## Short task:
Rewrite the entries from the line containing "Name the bounding box of the white" through the end of the entries, replacing "bounding box" with "location" and leaving everything else unchanged.

## Source records:
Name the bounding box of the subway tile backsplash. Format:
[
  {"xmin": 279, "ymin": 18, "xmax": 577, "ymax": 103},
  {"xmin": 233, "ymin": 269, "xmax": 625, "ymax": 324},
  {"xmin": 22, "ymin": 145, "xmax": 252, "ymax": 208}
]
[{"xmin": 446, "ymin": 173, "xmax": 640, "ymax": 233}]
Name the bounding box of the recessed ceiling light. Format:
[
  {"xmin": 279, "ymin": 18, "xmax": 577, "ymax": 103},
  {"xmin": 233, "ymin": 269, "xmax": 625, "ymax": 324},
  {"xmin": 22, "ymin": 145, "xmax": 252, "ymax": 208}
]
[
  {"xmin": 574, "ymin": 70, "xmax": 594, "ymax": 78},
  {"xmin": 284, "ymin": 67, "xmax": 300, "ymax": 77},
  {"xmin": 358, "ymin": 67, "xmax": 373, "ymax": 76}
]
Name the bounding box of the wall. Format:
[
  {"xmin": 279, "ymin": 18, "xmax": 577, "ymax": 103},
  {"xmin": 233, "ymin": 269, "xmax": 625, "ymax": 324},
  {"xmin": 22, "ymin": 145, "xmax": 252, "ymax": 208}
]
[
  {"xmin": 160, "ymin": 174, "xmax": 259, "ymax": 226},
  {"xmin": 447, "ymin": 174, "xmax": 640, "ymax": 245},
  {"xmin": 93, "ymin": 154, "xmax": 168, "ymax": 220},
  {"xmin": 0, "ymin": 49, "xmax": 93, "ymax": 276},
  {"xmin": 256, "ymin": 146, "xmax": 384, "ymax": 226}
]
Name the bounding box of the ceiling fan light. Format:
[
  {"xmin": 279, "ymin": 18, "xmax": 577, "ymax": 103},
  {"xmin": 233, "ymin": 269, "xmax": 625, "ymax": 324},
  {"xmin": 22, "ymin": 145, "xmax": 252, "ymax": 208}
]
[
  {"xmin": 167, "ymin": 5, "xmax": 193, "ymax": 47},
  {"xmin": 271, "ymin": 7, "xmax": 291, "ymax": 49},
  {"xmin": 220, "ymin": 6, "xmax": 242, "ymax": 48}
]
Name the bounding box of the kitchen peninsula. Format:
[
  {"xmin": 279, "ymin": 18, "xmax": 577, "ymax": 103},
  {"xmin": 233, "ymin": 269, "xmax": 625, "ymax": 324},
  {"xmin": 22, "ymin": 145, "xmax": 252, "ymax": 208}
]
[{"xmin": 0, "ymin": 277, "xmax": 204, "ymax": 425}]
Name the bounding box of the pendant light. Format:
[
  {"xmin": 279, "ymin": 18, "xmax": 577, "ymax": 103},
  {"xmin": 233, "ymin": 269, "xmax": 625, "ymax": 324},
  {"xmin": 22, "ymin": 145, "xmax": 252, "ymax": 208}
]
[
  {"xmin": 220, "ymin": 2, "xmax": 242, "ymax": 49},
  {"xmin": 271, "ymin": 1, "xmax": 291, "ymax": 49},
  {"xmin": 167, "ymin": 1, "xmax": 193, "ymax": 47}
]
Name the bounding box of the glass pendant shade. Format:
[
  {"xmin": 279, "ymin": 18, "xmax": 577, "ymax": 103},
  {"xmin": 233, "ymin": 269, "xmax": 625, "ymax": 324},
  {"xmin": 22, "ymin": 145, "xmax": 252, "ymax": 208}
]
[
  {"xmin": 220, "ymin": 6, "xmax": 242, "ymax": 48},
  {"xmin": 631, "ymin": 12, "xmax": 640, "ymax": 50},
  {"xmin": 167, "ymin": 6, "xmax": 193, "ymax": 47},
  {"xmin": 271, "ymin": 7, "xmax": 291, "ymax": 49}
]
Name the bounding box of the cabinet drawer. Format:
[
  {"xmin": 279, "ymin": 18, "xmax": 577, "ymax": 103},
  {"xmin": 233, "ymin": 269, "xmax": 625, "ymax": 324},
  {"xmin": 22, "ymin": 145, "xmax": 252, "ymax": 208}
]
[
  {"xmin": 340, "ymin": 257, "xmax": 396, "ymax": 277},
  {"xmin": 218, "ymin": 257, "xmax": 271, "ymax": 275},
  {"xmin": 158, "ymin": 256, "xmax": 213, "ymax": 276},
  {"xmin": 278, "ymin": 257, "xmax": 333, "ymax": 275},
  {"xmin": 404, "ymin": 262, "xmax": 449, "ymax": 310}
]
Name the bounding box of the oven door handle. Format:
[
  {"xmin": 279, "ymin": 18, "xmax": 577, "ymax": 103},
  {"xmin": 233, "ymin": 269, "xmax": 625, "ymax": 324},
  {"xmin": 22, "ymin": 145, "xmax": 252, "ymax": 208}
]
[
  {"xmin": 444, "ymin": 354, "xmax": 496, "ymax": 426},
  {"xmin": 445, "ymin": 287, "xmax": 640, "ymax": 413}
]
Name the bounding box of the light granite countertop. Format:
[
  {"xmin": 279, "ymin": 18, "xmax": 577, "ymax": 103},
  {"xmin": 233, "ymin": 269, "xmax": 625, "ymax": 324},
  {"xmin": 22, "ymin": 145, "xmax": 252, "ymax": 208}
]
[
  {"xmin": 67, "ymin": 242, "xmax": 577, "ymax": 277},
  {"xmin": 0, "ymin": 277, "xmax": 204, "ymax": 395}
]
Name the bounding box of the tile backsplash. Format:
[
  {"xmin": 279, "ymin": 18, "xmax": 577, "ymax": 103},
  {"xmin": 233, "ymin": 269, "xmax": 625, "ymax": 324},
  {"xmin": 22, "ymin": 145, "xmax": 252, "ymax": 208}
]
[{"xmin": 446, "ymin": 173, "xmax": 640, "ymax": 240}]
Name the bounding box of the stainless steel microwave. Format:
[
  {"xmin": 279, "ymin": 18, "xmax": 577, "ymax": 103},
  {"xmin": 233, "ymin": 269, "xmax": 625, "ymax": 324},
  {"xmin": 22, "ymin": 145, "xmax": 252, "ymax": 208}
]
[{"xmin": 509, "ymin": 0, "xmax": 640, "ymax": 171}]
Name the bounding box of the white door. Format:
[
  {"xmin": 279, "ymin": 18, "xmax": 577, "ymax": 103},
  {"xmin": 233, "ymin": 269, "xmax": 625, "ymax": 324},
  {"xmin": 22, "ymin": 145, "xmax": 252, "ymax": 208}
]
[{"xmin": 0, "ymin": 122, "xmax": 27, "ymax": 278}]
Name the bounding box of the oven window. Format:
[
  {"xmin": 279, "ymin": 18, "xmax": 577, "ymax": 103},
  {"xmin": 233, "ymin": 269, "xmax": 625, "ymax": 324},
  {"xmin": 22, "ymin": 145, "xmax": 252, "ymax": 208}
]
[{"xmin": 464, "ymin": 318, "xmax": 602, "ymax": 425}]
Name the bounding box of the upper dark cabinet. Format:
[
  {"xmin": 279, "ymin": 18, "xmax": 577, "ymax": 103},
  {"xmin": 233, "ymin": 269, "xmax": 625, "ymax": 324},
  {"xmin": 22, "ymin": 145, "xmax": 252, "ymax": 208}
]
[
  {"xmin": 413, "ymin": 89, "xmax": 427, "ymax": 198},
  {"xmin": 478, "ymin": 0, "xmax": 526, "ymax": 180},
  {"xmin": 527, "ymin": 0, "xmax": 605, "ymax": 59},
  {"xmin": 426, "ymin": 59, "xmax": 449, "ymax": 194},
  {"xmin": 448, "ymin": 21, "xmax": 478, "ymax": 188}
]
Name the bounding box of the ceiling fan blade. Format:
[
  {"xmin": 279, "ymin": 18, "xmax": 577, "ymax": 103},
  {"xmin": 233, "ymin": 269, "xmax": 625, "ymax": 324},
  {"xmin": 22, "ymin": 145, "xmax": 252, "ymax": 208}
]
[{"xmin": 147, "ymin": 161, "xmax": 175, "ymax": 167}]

## Finished task:
Name the location of the white door. Format:
[
  {"xmin": 279, "ymin": 18, "xmax": 577, "ymax": 103},
  {"xmin": 233, "ymin": 269, "xmax": 625, "ymax": 324},
  {"xmin": 22, "ymin": 145, "xmax": 252, "ymax": 208}
]
[{"xmin": 0, "ymin": 122, "xmax": 27, "ymax": 278}]
Name the location of the oven window. Format:
[
  {"xmin": 279, "ymin": 18, "xmax": 577, "ymax": 103},
  {"xmin": 233, "ymin": 269, "xmax": 625, "ymax": 324},
  {"xmin": 22, "ymin": 145, "xmax": 252, "ymax": 208}
]
[{"xmin": 464, "ymin": 318, "xmax": 602, "ymax": 425}]
Name the location of the upper dark cabinet. Format:
[
  {"xmin": 279, "ymin": 18, "xmax": 577, "ymax": 103},
  {"xmin": 233, "ymin": 269, "xmax": 625, "ymax": 324},
  {"xmin": 22, "ymin": 145, "xmax": 252, "ymax": 208}
]
[
  {"xmin": 413, "ymin": 89, "xmax": 427, "ymax": 198},
  {"xmin": 478, "ymin": 0, "xmax": 526, "ymax": 180},
  {"xmin": 527, "ymin": 0, "xmax": 605, "ymax": 59},
  {"xmin": 426, "ymin": 59, "xmax": 449, "ymax": 194},
  {"xmin": 448, "ymin": 21, "xmax": 478, "ymax": 188}
]
Name the location of the ceiling fan blade. Format:
[
  {"xmin": 279, "ymin": 18, "xmax": 577, "ymax": 103},
  {"xmin": 233, "ymin": 269, "xmax": 625, "ymax": 324},
  {"xmin": 22, "ymin": 145, "xmax": 252, "ymax": 208}
]
[{"xmin": 147, "ymin": 161, "xmax": 175, "ymax": 167}]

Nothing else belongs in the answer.